Items from a point labeling set
= = = = = = =
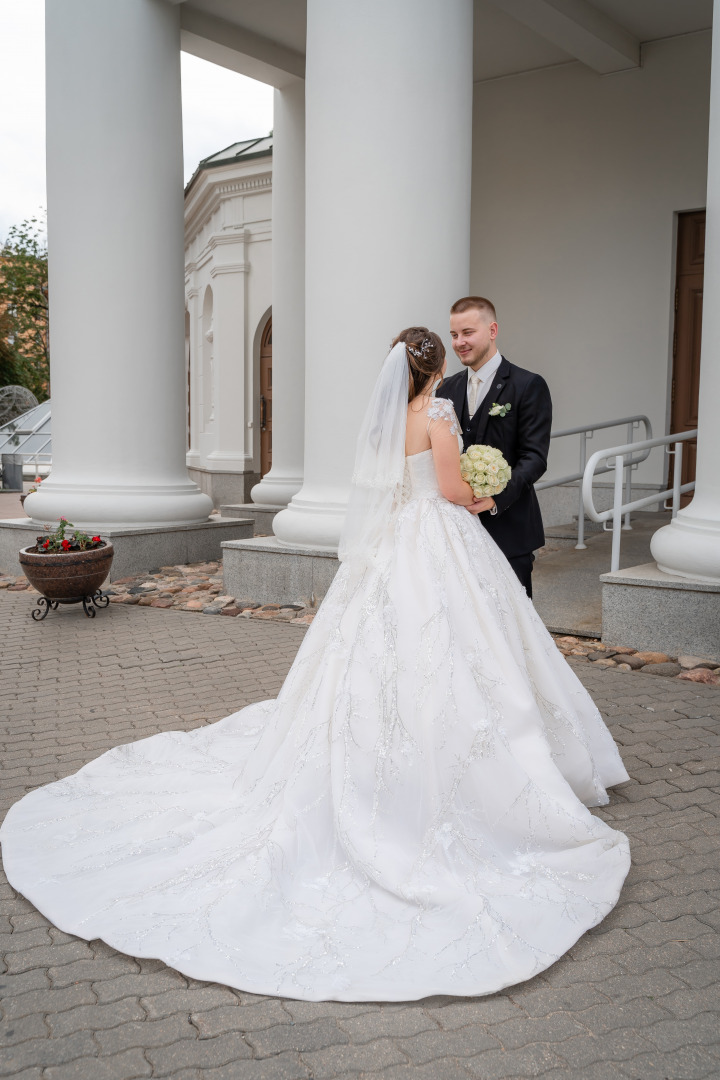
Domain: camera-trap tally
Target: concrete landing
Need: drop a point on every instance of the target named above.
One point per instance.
(566, 583)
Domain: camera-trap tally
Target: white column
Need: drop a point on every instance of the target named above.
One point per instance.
(116, 242)
(389, 130)
(229, 277)
(288, 298)
(690, 547)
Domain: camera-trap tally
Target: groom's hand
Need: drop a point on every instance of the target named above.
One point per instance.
(479, 505)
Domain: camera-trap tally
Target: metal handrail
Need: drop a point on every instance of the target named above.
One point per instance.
(585, 432)
(619, 508)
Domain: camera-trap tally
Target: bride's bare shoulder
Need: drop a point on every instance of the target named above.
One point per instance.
(440, 408)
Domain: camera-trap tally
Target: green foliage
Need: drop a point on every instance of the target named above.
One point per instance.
(24, 348)
(11, 367)
(55, 541)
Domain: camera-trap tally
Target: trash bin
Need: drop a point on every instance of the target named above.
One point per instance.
(12, 472)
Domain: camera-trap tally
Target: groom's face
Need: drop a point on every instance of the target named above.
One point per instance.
(473, 337)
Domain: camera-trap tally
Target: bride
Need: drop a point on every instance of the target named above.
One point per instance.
(408, 818)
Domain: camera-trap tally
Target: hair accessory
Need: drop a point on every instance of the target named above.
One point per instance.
(420, 352)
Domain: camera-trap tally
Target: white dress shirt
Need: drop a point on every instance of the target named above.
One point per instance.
(485, 376)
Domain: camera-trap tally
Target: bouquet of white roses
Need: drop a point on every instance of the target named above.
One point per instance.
(486, 470)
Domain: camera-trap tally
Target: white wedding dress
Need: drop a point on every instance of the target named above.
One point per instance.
(408, 818)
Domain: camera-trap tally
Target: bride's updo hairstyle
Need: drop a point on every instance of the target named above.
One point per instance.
(425, 354)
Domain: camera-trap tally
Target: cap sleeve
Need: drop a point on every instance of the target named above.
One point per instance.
(442, 419)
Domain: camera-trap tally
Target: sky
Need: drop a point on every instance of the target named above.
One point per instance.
(219, 107)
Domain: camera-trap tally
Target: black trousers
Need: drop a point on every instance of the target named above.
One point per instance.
(522, 567)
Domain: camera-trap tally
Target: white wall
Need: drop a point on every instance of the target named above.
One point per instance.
(228, 251)
(576, 179)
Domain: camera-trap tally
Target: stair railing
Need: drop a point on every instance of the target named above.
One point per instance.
(614, 458)
(585, 432)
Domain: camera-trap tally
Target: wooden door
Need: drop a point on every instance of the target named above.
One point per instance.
(266, 400)
(687, 337)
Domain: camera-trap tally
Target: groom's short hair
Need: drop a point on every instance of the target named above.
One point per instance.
(480, 304)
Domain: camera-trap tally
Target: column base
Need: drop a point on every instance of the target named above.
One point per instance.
(137, 551)
(103, 508)
(689, 548)
(275, 490)
(270, 572)
(313, 521)
(648, 609)
(223, 487)
(262, 516)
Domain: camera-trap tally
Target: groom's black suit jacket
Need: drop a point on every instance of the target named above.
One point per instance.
(522, 435)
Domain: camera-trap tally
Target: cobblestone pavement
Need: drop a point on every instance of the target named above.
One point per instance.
(635, 998)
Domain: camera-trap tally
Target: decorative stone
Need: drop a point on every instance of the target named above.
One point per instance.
(689, 662)
(667, 669)
(633, 662)
(653, 658)
(701, 675)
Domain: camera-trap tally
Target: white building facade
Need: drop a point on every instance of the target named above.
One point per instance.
(228, 280)
(548, 153)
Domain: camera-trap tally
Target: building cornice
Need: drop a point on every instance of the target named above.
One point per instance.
(230, 268)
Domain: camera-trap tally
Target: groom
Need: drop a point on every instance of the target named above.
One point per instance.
(521, 430)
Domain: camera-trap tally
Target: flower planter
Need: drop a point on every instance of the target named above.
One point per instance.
(70, 577)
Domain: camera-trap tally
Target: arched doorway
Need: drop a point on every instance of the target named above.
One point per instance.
(266, 400)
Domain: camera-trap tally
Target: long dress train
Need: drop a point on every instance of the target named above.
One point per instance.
(408, 818)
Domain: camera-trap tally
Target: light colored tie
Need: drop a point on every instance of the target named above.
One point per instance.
(472, 396)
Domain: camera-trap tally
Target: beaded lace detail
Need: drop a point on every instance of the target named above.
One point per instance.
(440, 408)
(407, 818)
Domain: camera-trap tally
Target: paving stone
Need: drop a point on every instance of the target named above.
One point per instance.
(137, 985)
(45, 1052)
(653, 984)
(385, 1024)
(46, 1001)
(94, 1017)
(698, 973)
(528, 1062)
(238, 1017)
(189, 1000)
(640, 1013)
(546, 1000)
(285, 1066)
(335, 1061)
(557, 1027)
(22, 1028)
(651, 966)
(682, 929)
(90, 970)
(152, 1033)
(691, 1063)
(433, 1045)
(317, 1035)
(476, 1011)
(44, 956)
(586, 1049)
(127, 1066)
(198, 1053)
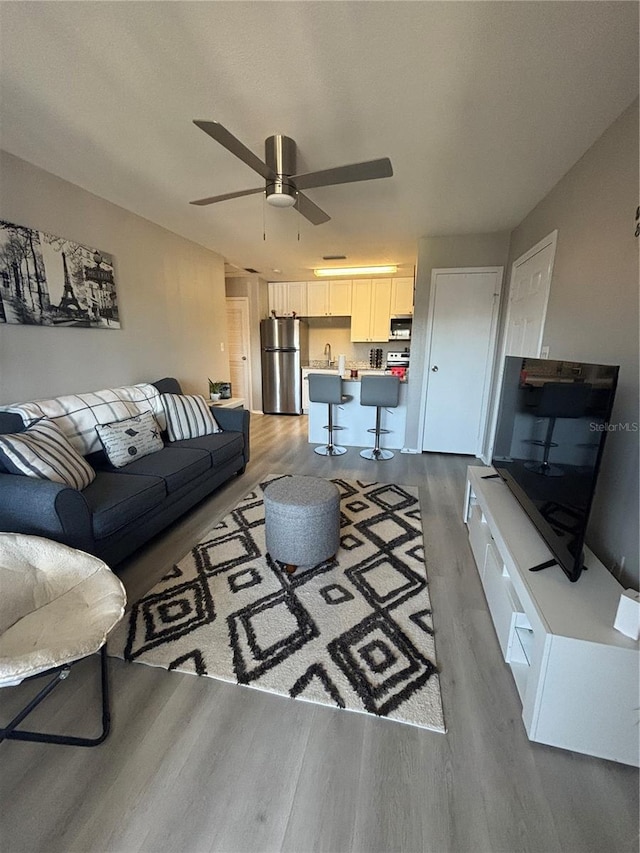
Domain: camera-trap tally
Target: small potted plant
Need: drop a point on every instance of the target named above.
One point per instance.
(214, 391)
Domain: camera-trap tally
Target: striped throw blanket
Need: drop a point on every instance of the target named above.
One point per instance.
(78, 414)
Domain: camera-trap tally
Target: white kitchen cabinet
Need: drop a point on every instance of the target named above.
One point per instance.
(370, 309)
(329, 298)
(577, 677)
(288, 297)
(401, 296)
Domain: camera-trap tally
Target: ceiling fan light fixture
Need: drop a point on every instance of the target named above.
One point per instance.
(332, 272)
(281, 199)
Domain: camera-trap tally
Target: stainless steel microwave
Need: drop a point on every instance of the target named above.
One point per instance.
(400, 327)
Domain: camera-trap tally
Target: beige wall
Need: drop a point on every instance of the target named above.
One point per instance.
(464, 250)
(169, 293)
(257, 292)
(593, 310)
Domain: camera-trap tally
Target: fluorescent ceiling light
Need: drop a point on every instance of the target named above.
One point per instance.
(334, 271)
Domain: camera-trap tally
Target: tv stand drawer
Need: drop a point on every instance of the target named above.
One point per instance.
(576, 676)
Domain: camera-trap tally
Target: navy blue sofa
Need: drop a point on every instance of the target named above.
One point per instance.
(124, 508)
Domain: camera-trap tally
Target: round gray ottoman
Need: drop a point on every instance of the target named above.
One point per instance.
(302, 521)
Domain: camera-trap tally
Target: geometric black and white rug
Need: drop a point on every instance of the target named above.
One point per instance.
(353, 633)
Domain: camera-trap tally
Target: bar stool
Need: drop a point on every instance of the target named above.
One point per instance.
(327, 388)
(381, 392)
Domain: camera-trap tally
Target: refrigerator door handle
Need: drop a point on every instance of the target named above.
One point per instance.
(280, 349)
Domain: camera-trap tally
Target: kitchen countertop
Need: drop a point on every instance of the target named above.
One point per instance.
(346, 377)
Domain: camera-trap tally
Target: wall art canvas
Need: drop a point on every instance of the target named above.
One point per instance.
(50, 281)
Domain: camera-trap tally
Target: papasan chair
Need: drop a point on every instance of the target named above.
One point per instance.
(57, 606)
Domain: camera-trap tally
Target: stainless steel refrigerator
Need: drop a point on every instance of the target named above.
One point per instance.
(285, 348)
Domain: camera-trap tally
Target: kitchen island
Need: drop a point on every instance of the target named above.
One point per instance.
(357, 420)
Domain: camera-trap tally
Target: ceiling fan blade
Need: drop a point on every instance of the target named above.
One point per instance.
(367, 171)
(228, 140)
(215, 198)
(310, 211)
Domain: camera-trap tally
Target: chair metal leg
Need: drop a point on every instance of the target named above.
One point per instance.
(11, 732)
(376, 453)
(330, 449)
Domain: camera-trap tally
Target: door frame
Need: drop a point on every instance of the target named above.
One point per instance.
(243, 303)
(550, 240)
(493, 334)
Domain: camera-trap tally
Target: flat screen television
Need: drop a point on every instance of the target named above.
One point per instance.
(553, 420)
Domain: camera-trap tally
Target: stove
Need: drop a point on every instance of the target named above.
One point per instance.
(398, 359)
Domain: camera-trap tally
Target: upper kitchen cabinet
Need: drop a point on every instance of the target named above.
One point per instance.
(288, 297)
(370, 309)
(402, 296)
(331, 298)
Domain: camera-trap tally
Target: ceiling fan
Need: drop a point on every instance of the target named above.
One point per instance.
(283, 186)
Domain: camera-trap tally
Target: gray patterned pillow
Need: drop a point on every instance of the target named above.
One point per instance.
(42, 451)
(130, 439)
(188, 416)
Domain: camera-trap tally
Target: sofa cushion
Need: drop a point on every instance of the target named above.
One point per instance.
(221, 446)
(176, 467)
(117, 499)
(188, 416)
(129, 439)
(78, 414)
(42, 451)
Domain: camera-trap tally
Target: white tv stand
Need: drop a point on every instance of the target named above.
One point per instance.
(577, 676)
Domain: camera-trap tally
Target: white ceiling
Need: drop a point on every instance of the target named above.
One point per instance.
(481, 106)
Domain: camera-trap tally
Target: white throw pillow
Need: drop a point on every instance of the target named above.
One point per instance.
(130, 439)
(188, 417)
(42, 451)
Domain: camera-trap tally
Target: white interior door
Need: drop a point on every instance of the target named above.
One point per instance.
(528, 299)
(463, 316)
(526, 314)
(238, 342)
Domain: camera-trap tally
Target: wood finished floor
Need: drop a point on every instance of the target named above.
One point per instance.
(198, 765)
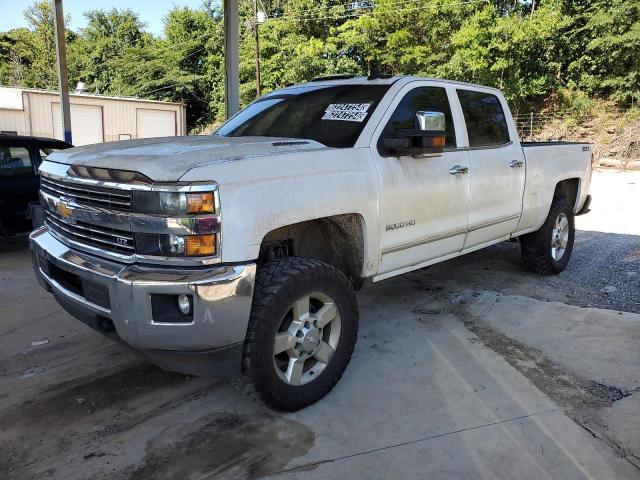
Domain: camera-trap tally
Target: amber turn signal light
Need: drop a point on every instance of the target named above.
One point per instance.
(200, 245)
(201, 203)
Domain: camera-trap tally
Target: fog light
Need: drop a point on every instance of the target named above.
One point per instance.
(184, 304)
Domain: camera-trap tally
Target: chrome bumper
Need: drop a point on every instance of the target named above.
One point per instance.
(116, 298)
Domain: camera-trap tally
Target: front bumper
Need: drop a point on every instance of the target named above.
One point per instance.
(116, 299)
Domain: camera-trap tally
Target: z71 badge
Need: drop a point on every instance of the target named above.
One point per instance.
(395, 226)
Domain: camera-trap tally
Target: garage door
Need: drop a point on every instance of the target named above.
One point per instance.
(86, 124)
(155, 123)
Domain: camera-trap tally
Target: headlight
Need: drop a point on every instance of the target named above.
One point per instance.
(173, 203)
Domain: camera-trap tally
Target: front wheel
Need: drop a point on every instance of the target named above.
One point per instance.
(302, 332)
(548, 250)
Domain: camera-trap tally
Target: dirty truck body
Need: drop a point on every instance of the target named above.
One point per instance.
(239, 252)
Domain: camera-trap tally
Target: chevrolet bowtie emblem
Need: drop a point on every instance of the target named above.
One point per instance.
(64, 210)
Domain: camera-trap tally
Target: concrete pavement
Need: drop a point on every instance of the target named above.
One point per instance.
(469, 369)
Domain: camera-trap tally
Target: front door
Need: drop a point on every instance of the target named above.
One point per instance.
(424, 200)
(497, 168)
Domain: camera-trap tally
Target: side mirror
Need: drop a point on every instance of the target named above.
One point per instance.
(427, 138)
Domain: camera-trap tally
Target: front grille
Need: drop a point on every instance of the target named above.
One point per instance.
(101, 197)
(118, 241)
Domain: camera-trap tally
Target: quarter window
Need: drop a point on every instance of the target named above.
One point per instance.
(432, 99)
(15, 161)
(485, 119)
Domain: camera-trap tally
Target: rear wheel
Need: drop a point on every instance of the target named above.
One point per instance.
(302, 332)
(548, 250)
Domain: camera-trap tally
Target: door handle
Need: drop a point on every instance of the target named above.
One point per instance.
(458, 169)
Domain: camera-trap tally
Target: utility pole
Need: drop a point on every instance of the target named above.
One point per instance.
(256, 25)
(231, 59)
(63, 76)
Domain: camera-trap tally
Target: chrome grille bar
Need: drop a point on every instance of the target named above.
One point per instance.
(110, 239)
(112, 199)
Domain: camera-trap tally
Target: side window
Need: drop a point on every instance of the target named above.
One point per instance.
(15, 161)
(485, 119)
(432, 99)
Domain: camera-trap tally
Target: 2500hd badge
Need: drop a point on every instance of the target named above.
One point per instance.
(395, 226)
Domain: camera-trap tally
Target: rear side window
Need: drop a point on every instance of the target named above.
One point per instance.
(15, 161)
(432, 99)
(485, 119)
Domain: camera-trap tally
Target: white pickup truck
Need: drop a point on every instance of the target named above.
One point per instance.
(240, 252)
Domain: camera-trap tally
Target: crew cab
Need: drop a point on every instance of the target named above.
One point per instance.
(239, 253)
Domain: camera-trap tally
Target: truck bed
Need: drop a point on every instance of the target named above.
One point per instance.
(550, 144)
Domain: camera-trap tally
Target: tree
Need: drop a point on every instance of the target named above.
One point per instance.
(608, 61)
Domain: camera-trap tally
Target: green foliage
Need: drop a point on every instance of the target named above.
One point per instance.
(589, 47)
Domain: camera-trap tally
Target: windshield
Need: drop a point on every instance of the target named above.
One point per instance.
(331, 115)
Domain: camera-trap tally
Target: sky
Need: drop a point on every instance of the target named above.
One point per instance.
(151, 11)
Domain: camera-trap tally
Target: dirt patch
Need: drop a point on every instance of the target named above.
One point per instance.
(72, 401)
(227, 445)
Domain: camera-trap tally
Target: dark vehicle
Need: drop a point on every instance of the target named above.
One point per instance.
(20, 157)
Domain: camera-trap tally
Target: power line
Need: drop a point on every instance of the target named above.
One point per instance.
(387, 9)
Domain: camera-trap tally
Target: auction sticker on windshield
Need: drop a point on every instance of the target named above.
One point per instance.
(349, 112)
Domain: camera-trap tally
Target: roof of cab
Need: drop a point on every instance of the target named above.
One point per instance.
(383, 80)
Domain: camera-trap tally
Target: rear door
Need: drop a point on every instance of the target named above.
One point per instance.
(423, 199)
(496, 167)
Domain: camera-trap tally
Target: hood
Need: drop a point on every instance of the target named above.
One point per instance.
(168, 159)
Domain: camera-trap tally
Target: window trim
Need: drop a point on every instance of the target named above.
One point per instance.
(505, 111)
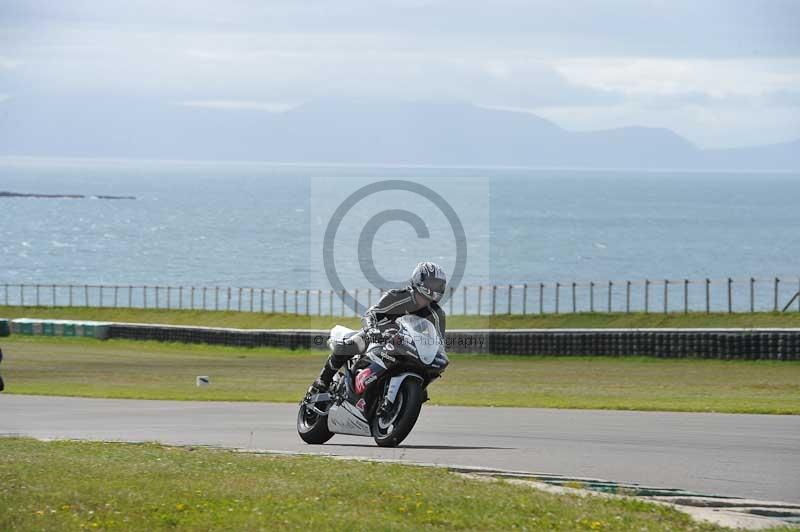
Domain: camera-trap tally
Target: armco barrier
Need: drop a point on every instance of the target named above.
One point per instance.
(36, 327)
(749, 344)
(742, 344)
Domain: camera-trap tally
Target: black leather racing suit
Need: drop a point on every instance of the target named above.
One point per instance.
(392, 305)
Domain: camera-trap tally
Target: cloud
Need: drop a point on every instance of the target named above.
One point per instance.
(6, 63)
(237, 105)
(711, 69)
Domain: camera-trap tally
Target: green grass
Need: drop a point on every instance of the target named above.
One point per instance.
(83, 486)
(250, 320)
(152, 370)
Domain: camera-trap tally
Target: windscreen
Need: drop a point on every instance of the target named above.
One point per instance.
(426, 337)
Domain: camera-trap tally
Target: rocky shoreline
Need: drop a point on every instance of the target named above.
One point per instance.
(6, 194)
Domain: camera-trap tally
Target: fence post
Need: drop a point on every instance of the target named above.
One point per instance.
(574, 308)
(558, 289)
(730, 296)
(452, 290)
(524, 298)
(541, 298)
(775, 306)
(627, 297)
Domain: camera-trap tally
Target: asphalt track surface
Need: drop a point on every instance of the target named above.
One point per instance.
(739, 455)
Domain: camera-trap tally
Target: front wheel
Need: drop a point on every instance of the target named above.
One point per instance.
(312, 427)
(391, 427)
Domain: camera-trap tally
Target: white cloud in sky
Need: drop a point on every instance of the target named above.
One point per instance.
(239, 105)
(720, 73)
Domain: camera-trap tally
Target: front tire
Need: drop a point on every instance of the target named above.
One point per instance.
(312, 427)
(391, 427)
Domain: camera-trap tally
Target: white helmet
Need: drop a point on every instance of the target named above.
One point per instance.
(429, 280)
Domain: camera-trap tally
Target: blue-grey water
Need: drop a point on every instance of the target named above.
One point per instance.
(260, 225)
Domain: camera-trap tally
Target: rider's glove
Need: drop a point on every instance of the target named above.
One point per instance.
(373, 334)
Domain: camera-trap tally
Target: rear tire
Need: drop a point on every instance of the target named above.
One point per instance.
(312, 427)
(391, 428)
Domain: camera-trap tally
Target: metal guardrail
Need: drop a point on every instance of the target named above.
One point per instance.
(648, 295)
(741, 344)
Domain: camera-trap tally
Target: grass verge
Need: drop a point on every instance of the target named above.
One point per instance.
(150, 487)
(250, 320)
(152, 370)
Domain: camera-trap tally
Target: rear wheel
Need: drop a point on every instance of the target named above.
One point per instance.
(312, 427)
(392, 426)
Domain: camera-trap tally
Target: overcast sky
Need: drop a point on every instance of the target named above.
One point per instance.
(721, 73)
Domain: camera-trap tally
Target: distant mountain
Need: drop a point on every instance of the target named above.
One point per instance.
(367, 132)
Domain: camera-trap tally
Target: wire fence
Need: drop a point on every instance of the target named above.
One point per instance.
(773, 294)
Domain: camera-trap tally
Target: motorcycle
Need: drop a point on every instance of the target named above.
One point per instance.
(380, 393)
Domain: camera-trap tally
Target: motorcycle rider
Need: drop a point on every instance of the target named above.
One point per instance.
(420, 297)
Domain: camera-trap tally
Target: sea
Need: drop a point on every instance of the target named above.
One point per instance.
(315, 226)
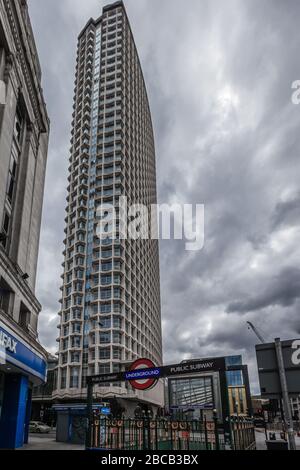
= = = = = = =
Work to complete >>
Identify each line in the items above that contains the string "cabinet", and copy those lines out in full.

Solved exercise >>
Target: white kitchen cabinet
Target: upper kitchen cabinet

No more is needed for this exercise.